— Begin Material for the task —
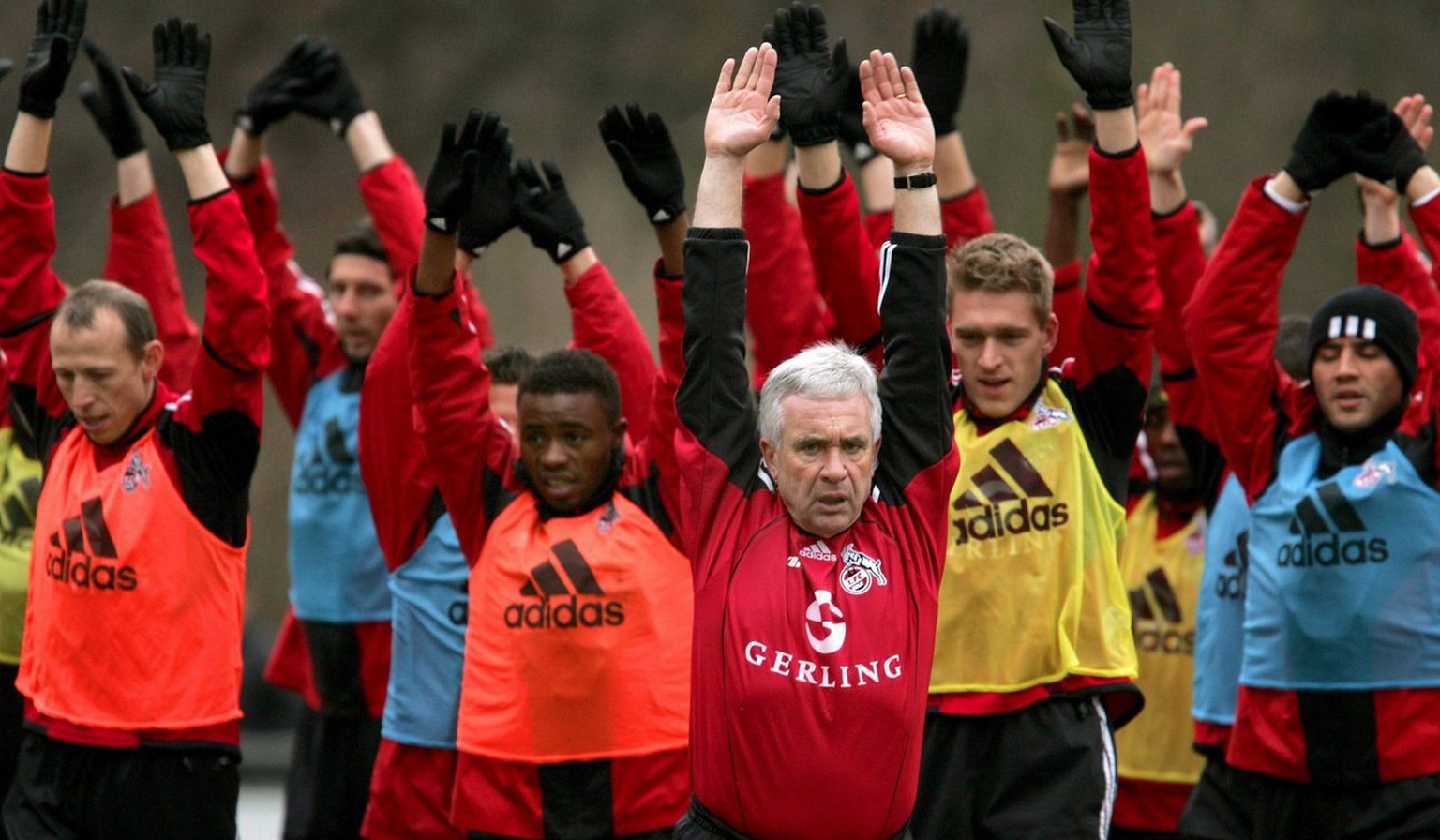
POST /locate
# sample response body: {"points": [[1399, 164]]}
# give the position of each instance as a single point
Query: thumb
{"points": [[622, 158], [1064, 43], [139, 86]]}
— End Material for the task —
— Begin Material for the task —
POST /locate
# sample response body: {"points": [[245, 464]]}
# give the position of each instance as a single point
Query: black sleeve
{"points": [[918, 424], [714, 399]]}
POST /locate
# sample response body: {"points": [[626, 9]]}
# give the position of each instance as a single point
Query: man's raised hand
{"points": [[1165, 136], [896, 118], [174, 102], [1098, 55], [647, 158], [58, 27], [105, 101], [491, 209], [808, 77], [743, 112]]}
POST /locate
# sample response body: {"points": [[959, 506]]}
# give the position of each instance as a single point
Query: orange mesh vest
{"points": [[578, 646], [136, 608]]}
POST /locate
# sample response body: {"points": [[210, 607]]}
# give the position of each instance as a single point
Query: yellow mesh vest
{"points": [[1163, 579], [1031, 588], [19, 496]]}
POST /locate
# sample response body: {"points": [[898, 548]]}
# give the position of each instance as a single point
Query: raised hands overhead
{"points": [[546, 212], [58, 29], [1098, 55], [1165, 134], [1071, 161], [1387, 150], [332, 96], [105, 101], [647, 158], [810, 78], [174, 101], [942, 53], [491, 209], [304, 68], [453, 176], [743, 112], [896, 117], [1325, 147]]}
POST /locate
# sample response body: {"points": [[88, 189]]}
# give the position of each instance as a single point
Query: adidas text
— End Material for the task —
— Begin Material for the task —
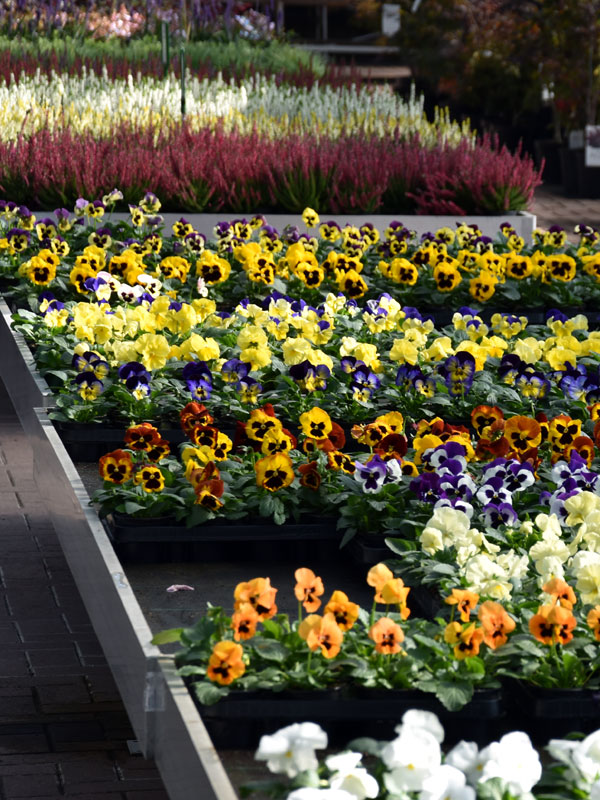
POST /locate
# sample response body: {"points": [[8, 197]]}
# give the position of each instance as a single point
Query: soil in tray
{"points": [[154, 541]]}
— End Material for the task —
* **Stated goal**: Pull out every line of the entries above that contains the string "mesh". Case counts.

* **Task response**:
Query: orange mesh vest
Query: yellow mesh vest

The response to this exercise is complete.